● SOURCE PASSAGE:
>>>>
Friday, July 28, 2006

My latest picture

. . . and life goes on . . .

Well, it's probably not a huge surprise having read my previous blogs about married life, but my marriage is over/ending. Todd told me he wanted a divorce on June 28th. It was really weird, because it broke my heart, yet it felt okay. I love Todd and always will. He's an amazing man with many talents and so much potential. But we aren't on the same planet when it comes to priorities. Granted, I haven't lived up to my priorities for the past 3 years, but I've tried.



So now I am alone, and that hurts the worst of all the pain I am going through. It's hard to see hope, but I know it will work out okay in the end. I deserve a guy who adores me and wants to do all he can to make me happy. Why do I deserve that? Well, because that's what some guy out there deserves from me. Finding that guy is the hard part that I'm not too excited about right now.
<<<<
● STATED EXERCISE A:
Answer these questions from the blog post about the marriage ending:
(i) On what date did Todd say he wanted a divorce?
(ii) For how many years does the writer say they haven't lived up to their priorities?
(iii) What does the writer say hurts the worst of all the pain?
● STATED EXERCISE B: Please extend the blog post about the marriage ending, picking up right after its final sentence.

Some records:
>>>>
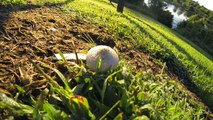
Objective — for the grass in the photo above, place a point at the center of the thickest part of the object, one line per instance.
(133, 94)
(155, 39)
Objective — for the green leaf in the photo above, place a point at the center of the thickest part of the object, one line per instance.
(39, 105)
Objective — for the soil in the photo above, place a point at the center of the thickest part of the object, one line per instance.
(39, 33)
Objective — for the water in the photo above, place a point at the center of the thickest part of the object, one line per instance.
(178, 15)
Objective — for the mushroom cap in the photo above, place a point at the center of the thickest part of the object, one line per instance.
(102, 58)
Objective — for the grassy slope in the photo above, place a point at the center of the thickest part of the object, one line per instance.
(154, 96)
(154, 38)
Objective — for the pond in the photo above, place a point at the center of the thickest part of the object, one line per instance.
(178, 14)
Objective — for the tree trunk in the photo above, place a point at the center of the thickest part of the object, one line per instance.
(120, 6)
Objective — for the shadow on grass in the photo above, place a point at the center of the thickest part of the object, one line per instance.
(176, 66)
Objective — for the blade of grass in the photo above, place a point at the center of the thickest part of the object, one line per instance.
(110, 110)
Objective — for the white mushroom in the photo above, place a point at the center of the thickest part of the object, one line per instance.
(102, 58)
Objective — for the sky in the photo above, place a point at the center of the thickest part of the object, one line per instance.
(206, 3)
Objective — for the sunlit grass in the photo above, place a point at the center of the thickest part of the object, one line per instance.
(152, 37)
(133, 94)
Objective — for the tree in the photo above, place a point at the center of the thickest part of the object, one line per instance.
(120, 6)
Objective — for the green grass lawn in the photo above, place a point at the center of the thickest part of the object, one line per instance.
(140, 94)
(153, 38)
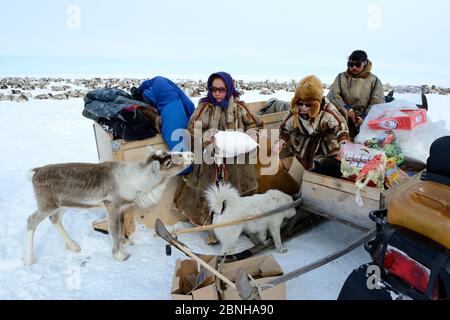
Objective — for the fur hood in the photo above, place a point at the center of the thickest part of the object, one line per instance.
(364, 74)
(309, 90)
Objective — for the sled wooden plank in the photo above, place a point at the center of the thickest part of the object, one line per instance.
(342, 185)
(338, 203)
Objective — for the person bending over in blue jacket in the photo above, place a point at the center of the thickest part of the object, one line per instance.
(175, 109)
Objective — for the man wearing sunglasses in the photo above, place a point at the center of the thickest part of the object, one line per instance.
(356, 90)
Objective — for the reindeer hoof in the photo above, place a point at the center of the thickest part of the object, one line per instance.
(28, 261)
(282, 249)
(126, 242)
(121, 255)
(73, 246)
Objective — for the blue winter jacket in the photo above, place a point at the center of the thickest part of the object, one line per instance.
(174, 106)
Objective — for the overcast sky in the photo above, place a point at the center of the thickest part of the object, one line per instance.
(407, 40)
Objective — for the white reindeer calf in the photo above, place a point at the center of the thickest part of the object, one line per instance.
(226, 204)
(116, 185)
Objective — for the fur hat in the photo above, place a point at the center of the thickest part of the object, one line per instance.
(310, 90)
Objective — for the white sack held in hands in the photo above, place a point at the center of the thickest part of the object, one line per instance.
(231, 144)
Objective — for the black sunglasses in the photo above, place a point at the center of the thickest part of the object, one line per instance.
(220, 90)
(301, 104)
(355, 64)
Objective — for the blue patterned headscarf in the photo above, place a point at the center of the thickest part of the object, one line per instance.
(231, 90)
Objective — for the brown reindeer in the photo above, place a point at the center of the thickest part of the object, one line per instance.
(115, 185)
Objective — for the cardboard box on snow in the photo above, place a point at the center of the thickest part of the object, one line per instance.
(193, 282)
(262, 269)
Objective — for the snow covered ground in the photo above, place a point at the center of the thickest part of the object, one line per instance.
(42, 132)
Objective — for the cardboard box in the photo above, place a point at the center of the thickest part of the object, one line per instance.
(399, 120)
(262, 269)
(193, 282)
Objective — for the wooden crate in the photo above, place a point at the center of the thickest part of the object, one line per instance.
(109, 149)
(335, 198)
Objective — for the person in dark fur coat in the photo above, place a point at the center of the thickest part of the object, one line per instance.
(356, 90)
<<<<
● REPLY A:
(i) June 28th
(ii) 3 years
(iii) Being alone

● REPLY B:
Also, my employment has had an abrupt ending. Kind of like my marriage, I feel like it is the right time, but it still sucks and hurts. I've spent nearly 4 years at this job, and have sacrificed SO MUCH for the progress of the company. I've always loved the job and the work, but the people I've had to deal with are the less wonderful part of it. I am looking forward to working Mary Kay more, finding a FUN job to pay the bills, and finishing school this fall.



Yes, life will go on. I will be okay. I will wake up completely happy one day, and I'll be with a man who loves me completely and unconditionally. I'll have little rug-rats running around the house, and I'll be making good money pursuing my career in Mary Kay. Life will go on.

Sunday, July 16, 2006

So True



This is one of the funniest pictures I've seen in a long time. For obvious reasons. :)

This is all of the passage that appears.